_DIRECTIONS FOR THIS TASK:_
Please return, word for word, the part of the text on the Conscientious Objector Support Group starting at "The Conscientious Objector" and ending at "with certain requirements.".

_EXTRACT TO READ:_
= Conscientious Objector Support Group =

South African support group

The Conscientious Objector Support Group (COSG), a support group to conscientious objectors (COs) in South Africa, was formed in 1978. The organisation grew in the context of South African resistance to war, at the time of Apartheid.
COs at the time included those who openly refused to report to the Military, once conscripted, those who were sometimes referred to as draft dodgers, and in due course those who were doing statutory community service.

== Community service under the 1983 amendment to the Defence Act ==
A 1983 amendment to the South African Defence Act provided for substitute service outside the armed forces for COs complying with certain requirements.
The amendment was drafted at a time when the State was under increasing pressure to address the situation of COs. One of these pressures was the increased number of COs in prison or military barracks. For example, in 1982 there were 263 COs serving sentences in military detention barracks.
The 1983 amendment provided for the first time for a form of alternative service, although for a punitively long period of three times the military service.

Conscripted military service at that time consisted of two years full-time service, followed by 'camps'. The latter were annual call-ups for short-term periods of about a month, though not everyone was called every year. For those who had not done any military service, the act provided for a six-year period of community service. For those who had done the initial military service and objected only to the camp component, the requirement was three years duty.

This amendment recognised COs only if they were Religious Objectors (RO's), even if they did not belong to the so-called 'peace churches'. COs had to appear before a Board for Religious Objectors sitting in Bloemfontein, which ruled on whether they complied with the requirements of the act.
Those who were accepted by the Board as RO's were placed in community service under the administration by the then Department of Manpower. Typical places for service were hospitals and the civil service generally. The decision was made by the authorities, though the RO was permitted to express his preferences. (Military service only applied to white males.)

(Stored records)
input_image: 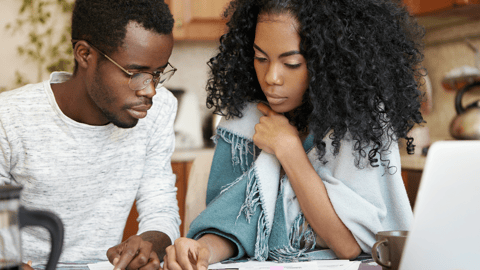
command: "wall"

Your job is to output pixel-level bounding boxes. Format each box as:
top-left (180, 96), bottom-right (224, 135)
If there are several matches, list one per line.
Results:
top-left (0, 0), bottom-right (37, 89)
top-left (0, 0), bottom-right (480, 140)
top-left (424, 21), bottom-right (480, 141)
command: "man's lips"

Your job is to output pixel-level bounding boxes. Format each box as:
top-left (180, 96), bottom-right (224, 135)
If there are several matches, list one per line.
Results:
top-left (127, 104), bottom-right (152, 119)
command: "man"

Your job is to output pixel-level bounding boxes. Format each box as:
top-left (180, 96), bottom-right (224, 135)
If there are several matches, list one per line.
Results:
top-left (0, 0), bottom-right (180, 269)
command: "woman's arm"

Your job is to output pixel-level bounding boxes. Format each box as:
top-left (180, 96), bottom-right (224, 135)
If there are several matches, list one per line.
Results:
top-left (253, 103), bottom-right (361, 259)
top-left (275, 137), bottom-right (361, 259)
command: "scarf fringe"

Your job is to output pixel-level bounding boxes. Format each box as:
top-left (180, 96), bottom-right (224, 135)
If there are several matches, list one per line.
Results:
top-left (218, 128), bottom-right (253, 172)
top-left (237, 167), bottom-right (268, 261)
top-left (269, 214), bottom-right (316, 262)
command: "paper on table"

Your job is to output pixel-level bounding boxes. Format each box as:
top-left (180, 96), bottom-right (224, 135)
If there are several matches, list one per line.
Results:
top-left (87, 261), bottom-right (113, 270)
top-left (208, 260), bottom-right (360, 270)
top-left (87, 260), bottom-right (360, 270)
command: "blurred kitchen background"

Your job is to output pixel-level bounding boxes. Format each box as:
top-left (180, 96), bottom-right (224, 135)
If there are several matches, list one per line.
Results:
top-left (0, 0), bottom-right (480, 211)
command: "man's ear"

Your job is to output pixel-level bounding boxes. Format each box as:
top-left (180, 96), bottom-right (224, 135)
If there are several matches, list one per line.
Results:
top-left (73, 40), bottom-right (93, 69)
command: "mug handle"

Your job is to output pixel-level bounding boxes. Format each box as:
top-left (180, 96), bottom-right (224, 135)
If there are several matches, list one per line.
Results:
top-left (18, 206), bottom-right (64, 270)
top-left (372, 239), bottom-right (392, 268)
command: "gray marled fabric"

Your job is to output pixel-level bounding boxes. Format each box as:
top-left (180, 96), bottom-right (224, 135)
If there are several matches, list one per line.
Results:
top-left (0, 73), bottom-right (180, 264)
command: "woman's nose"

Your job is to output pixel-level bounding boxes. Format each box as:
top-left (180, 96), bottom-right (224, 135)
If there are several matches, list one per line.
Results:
top-left (265, 63), bottom-right (283, 85)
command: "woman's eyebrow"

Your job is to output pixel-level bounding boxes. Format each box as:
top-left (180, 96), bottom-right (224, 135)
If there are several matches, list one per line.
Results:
top-left (253, 43), bottom-right (300, 58)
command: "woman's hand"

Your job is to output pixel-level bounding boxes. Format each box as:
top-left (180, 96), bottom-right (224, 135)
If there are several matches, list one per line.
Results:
top-left (163, 237), bottom-right (210, 270)
top-left (253, 102), bottom-right (301, 155)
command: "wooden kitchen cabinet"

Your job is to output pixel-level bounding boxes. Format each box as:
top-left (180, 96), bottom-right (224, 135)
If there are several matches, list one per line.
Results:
top-left (122, 161), bottom-right (193, 241)
top-left (403, 0), bottom-right (480, 15)
top-left (165, 0), bottom-right (230, 40)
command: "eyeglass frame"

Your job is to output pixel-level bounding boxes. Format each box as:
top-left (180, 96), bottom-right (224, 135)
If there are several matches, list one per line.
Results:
top-left (72, 39), bottom-right (177, 91)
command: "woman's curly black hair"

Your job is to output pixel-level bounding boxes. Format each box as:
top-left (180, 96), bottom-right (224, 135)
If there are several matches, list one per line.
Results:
top-left (206, 0), bottom-right (425, 167)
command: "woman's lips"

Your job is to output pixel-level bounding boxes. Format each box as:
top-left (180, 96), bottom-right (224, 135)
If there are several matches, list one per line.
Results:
top-left (267, 96), bottom-right (287, 105)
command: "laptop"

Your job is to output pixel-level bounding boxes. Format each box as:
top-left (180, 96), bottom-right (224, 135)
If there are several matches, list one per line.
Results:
top-left (400, 140), bottom-right (480, 270)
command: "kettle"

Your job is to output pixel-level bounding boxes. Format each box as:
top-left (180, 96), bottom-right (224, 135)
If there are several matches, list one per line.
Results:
top-left (0, 185), bottom-right (64, 270)
top-left (450, 81), bottom-right (480, 140)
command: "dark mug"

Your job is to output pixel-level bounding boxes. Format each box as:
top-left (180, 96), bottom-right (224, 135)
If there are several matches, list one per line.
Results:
top-left (372, 231), bottom-right (408, 270)
top-left (0, 185), bottom-right (64, 270)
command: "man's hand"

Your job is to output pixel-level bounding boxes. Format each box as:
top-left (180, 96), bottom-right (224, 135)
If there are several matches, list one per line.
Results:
top-left (107, 235), bottom-right (160, 270)
top-left (163, 237), bottom-right (210, 270)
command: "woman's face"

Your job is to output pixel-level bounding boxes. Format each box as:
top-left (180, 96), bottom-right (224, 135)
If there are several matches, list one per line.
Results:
top-left (253, 14), bottom-right (309, 113)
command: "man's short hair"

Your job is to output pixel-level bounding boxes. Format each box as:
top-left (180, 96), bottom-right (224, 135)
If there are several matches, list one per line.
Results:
top-left (72, 0), bottom-right (174, 54)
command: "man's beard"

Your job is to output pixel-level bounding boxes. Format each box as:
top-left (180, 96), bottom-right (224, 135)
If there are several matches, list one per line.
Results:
top-left (92, 70), bottom-right (138, 128)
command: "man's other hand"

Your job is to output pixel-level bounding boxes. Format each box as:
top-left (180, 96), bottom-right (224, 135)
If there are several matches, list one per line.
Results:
top-left (107, 235), bottom-right (160, 270)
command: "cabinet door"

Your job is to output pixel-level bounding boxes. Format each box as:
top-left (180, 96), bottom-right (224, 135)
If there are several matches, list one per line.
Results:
top-left (403, 0), bottom-right (480, 15)
top-left (166, 0), bottom-right (230, 40)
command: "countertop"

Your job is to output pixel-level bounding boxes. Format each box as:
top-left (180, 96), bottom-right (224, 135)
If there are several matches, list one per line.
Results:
top-left (172, 148), bottom-right (215, 162)
top-left (400, 138), bottom-right (452, 171)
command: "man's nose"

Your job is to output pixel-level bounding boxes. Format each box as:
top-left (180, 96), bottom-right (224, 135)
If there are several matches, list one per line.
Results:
top-left (137, 83), bottom-right (157, 99)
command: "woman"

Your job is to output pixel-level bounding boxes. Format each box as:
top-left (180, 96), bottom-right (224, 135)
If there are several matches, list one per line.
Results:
top-left (164, 0), bottom-right (423, 269)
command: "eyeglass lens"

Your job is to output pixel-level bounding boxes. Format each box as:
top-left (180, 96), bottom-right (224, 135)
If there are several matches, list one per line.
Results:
top-left (129, 70), bottom-right (174, 91)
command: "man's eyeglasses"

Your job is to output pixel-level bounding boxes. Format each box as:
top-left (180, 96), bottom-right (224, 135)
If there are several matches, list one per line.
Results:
top-left (83, 41), bottom-right (177, 91)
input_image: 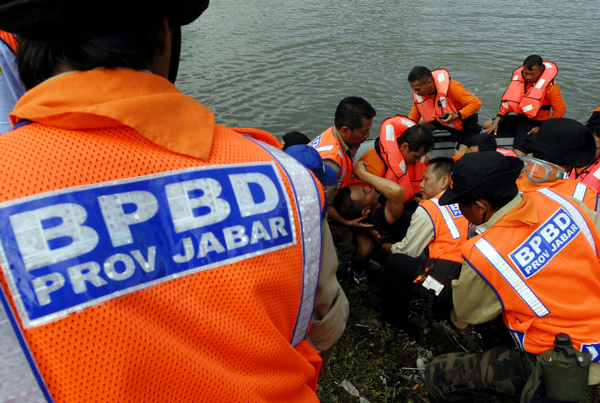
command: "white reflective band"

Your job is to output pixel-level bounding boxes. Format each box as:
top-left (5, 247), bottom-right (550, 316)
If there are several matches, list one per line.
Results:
top-left (475, 238), bottom-right (550, 318)
top-left (573, 182), bottom-right (587, 201)
top-left (536, 188), bottom-right (596, 253)
top-left (259, 143), bottom-right (322, 347)
top-left (400, 118), bottom-right (415, 127)
top-left (535, 78), bottom-right (546, 89)
top-left (431, 198), bottom-right (460, 239)
top-left (0, 289), bottom-right (52, 403)
top-left (315, 145), bottom-right (333, 152)
top-left (385, 125), bottom-right (396, 141)
top-left (398, 160), bottom-right (406, 174)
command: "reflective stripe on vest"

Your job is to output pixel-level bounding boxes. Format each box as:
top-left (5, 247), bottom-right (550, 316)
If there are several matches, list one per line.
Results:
top-left (475, 238), bottom-right (550, 318)
top-left (259, 143), bottom-right (323, 347)
top-left (536, 188), bottom-right (596, 253)
top-left (430, 197), bottom-right (460, 239)
top-left (573, 183), bottom-right (587, 202)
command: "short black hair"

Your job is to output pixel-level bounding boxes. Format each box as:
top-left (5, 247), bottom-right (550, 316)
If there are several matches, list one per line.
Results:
top-left (467, 133), bottom-right (498, 152)
top-left (427, 157), bottom-right (454, 179)
top-left (523, 55), bottom-right (544, 70)
top-left (408, 66), bottom-right (433, 83)
top-left (335, 97), bottom-right (377, 130)
top-left (396, 125), bottom-right (435, 153)
top-left (16, 18), bottom-right (166, 88)
top-left (331, 186), bottom-right (363, 220)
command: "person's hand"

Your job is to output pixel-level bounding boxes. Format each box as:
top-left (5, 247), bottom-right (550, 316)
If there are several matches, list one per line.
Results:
top-left (381, 242), bottom-right (393, 255)
top-left (482, 117), bottom-right (500, 136)
top-left (344, 215), bottom-right (373, 228)
top-left (352, 161), bottom-right (369, 179)
top-left (440, 113), bottom-right (459, 123)
top-left (369, 228), bottom-right (390, 243)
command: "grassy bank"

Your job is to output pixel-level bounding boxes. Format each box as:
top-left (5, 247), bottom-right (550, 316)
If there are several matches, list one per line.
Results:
top-left (317, 281), bottom-right (600, 403)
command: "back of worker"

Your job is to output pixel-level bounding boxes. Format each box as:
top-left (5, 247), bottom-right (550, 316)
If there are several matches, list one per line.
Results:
top-left (0, 2), bottom-right (323, 402)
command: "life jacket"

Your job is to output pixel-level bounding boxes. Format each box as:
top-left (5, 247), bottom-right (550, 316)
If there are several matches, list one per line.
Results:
top-left (413, 69), bottom-right (463, 131)
top-left (496, 147), bottom-right (518, 157)
top-left (517, 173), bottom-right (598, 211)
top-left (308, 126), bottom-right (353, 192)
top-left (419, 195), bottom-right (469, 263)
top-left (500, 62), bottom-right (558, 119)
top-left (0, 88), bottom-right (324, 402)
top-left (569, 159), bottom-right (600, 192)
top-left (378, 115), bottom-right (427, 201)
top-left (463, 188), bottom-right (600, 362)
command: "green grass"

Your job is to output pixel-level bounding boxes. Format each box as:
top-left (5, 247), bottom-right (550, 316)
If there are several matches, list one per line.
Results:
top-left (317, 281), bottom-right (600, 403)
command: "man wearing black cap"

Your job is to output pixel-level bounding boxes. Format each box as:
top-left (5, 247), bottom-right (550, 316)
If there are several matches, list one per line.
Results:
top-left (517, 118), bottom-right (600, 211)
top-left (0, 0), bottom-right (348, 402)
top-left (425, 151), bottom-right (600, 401)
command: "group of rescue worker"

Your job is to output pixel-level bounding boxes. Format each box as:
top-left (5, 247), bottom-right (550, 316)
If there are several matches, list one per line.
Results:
top-left (304, 55), bottom-right (600, 401)
top-left (0, 0), bottom-right (600, 402)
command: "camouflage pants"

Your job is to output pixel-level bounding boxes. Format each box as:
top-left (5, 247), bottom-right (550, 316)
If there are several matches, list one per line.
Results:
top-left (425, 347), bottom-right (536, 402)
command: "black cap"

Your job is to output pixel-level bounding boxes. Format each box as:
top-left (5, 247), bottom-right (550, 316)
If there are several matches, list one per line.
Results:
top-left (439, 151), bottom-right (524, 205)
top-left (0, 0), bottom-right (209, 36)
top-left (522, 118), bottom-right (596, 168)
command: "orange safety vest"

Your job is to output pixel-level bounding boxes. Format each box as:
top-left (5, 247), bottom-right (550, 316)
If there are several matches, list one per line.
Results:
top-left (379, 115), bottom-right (427, 201)
top-left (517, 173), bottom-right (598, 211)
top-left (419, 195), bottom-right (469, 263)
top-left (569, 159), bottom-right (600, 192)
top-left (0, 70), bottom-right (324, 402)
top-left (463, 188), bottom-right (600, 362)
top-left (500, 62), bottom-right (558, 119)
top-left (413, 69), bottom-right (463, 130)
top-left (308, 126), bottom-right (353, 191)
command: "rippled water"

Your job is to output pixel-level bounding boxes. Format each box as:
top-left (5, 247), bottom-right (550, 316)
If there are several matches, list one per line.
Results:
top-left (177, 0), bottom-right (600, 138)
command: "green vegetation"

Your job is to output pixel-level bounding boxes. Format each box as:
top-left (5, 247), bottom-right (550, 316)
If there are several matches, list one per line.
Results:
top-left (317, 281), bottom-right (600, 403)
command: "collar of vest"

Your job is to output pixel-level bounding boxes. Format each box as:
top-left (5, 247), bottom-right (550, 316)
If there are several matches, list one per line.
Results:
top-left (9, 69), bottom-right (215, 160)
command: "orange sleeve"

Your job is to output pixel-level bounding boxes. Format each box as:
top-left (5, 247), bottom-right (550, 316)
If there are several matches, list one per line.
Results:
top-left (0, 30), bottom-right (17, 53)
top-left (547, 83), bottom-right (567, 118)
top-left (408, 102), bottom-right (421, 124)
top-left (448, 80), bottom-right (481, 119)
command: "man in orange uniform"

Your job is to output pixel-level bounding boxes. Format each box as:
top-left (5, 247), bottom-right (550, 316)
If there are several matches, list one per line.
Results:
top-left (0, 0), bottom-right (348, 402)
top-left (381, 157), bottom-right (468, 331)
top-left (517, 118), bottom-right (600, 211)
top-left (425, 151), bottom-right (600, 401)
top-left (408, 66), bottom-right (481, 154)
top-left (483, 55), bottom-right (567, 156)
top-left (350, 115), bottom-right (435, 204)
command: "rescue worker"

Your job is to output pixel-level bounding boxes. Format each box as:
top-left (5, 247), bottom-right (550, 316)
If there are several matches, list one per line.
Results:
top-left (408, 66), bottom-right (481, 154)
top-left (350, 115), bottom-right (435, 204)
top-left (0, 30), bottom-right (25, 133)
top-left (333, 161), bottom-right (410, 282)
top-left (380, 157), bottom-right (468, 334)
top-left (517, 118), bottom-right (599, 211)
top-left (425, 151), bottom-right (600, 401)
top-left (0, 0), bottom-right (348, 402)
top-left (569, 106), bottom-right (600, 192)
top-left (309, 97), bottom-right (376, 265)
top-left (483, 55), bottom-right (567, 157)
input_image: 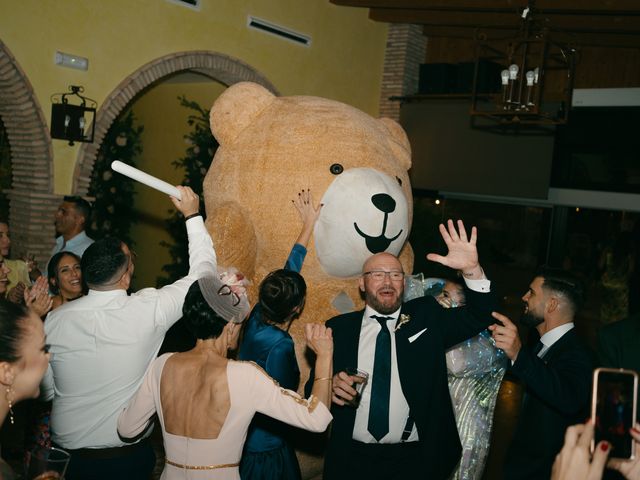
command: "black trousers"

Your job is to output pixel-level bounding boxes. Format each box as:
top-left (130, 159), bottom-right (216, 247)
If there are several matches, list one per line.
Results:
top-left (61, 440), bottom-right (156, 480)
top-left (325, 440), bottom-right (425, 480)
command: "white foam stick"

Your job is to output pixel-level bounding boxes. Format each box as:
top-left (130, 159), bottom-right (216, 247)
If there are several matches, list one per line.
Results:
top-left (111, 160), bottom-right (182, 200)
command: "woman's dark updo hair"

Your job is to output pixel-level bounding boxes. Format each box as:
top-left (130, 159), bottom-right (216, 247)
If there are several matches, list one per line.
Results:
top-left (182, 281), bottom-right (227, 340)
top-left (0, 300), bottom-right (29, 363)
top-left (47, 252), bottom-right (86, 295)
top-left (259, 269), bottom-right (307, 323)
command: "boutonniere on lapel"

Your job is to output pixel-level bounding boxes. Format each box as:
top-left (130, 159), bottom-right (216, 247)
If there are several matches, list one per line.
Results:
top-left (393, 313), bottom-right (411, 332)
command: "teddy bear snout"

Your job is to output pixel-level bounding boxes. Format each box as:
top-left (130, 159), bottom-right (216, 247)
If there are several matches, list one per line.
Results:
top-left (371, 193), bottom-right (396, 213)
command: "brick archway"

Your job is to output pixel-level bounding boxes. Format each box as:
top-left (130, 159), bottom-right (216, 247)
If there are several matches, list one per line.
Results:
top-left (0, 37), bottom-right (60, 265)
top-left (73, 51), bottom-right (278, 195)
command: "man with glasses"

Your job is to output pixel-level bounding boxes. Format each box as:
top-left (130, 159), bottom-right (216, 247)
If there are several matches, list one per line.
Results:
top-left (43, 187), bottom-right (218, 480)
top-left (489, 268), bottom-right (593, 480)
top-left (307, 220), bottom-right (494, 480)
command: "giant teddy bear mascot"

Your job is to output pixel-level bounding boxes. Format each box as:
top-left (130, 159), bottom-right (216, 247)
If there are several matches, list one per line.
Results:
top-left (203, 82), bottom-right (413, 376)
top-left (203, 82), bottom-right (413, 478)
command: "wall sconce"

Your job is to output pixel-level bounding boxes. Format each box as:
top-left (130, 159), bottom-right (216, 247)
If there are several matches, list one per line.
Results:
top-left (51, 85), bottom-right (97, 145)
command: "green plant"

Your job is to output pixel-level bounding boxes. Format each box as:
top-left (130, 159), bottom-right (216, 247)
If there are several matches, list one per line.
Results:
top-left (156, 96), bottom-right (218, 287)
top-left (88, 110), bottom-right (144, 246)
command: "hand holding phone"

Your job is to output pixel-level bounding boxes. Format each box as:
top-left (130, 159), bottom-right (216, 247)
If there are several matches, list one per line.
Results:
top-left (591, 368), bottom-right (638, 460)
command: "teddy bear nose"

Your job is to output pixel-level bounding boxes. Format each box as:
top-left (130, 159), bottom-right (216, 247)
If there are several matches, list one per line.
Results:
top-left (371, 193), bottom-right (396, 213)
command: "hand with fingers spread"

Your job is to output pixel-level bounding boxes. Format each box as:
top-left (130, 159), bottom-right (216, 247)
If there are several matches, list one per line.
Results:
top-left (607, 423), bottom-right (640, 480)
top-left (551, 422), bottom-right (611, 480)
top-left (291, 189), bottom-right (323, 247)
top-left (7, 282), bottom-right (27, 303)
top-left (331, 372), bottom-right (358, 406)
top-left (427, 220), bottom-right (484, 280)
top-left (489, 312), bottom-right (522, 362)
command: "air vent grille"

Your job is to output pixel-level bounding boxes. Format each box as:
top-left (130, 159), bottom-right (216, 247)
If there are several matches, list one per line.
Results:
top-left (247, 16), bottom-right (311, 47)
top-left (167, 0), bottom-right (200, 10)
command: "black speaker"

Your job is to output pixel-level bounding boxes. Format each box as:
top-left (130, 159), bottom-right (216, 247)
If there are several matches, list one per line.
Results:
top-left (418, 63), bottom-right (458, 94)
top-left (455, 59), bottom-right (504, 93)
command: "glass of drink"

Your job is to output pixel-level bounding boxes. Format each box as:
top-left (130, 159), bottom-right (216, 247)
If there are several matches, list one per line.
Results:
top-left (25, 447), bottom-right (71, 480)
top-left (345, 367), bottom-right (369, 408)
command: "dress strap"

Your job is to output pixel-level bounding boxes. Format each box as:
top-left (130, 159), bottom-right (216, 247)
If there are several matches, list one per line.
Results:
top-left (164, 458), bottom-right (240, 470)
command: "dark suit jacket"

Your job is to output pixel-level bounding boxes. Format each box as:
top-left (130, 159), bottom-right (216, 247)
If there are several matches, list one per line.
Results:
top-left (598, 314), bottom-right (640, 373)
top-left (504, 329), bottom-right (593, 480)
top-left (307, 289), bottom-right (495, 480)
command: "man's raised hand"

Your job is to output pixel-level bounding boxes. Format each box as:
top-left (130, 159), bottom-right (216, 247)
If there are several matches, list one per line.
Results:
top-left (427, 220), bottom-right (484, 280)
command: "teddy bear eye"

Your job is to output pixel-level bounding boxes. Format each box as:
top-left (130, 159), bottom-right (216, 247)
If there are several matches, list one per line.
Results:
top-left (329, 163), bottom-right (344, 175)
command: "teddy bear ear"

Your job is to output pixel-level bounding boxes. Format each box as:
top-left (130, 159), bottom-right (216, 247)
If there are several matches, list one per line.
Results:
top-left (378, 117), bottom-right (411, 170)
top-left (209, 82), bottom-right (276, 145)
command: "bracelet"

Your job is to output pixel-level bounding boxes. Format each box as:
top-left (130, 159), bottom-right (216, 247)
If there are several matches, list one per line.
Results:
top-left (460, 267), bottom-right (484, 278)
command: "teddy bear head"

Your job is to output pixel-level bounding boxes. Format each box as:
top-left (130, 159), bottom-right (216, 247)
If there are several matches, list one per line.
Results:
top-left (204, 82), bottom-right (413, 314)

_EXERCISE RESPONSE:_
The Conscientious Objector Support Group (COSG), a support group to conscientious objectors (COs) in South Africa, was formed in 1978. The organisation grew in the context of South African resistance to war, at the time of Apartheid.
COs at the time included those who openly refused to report to the Military, once conscripted, those who were sometimes referred to as draft dodgers, and in due course those who were doing statutory community service.

== Community service under the 1983 amendment to the Defence Act ==
A 1983 amendment to the South African Defence Act provided for substitute service outside the armed forces for COs complying with certain requirements.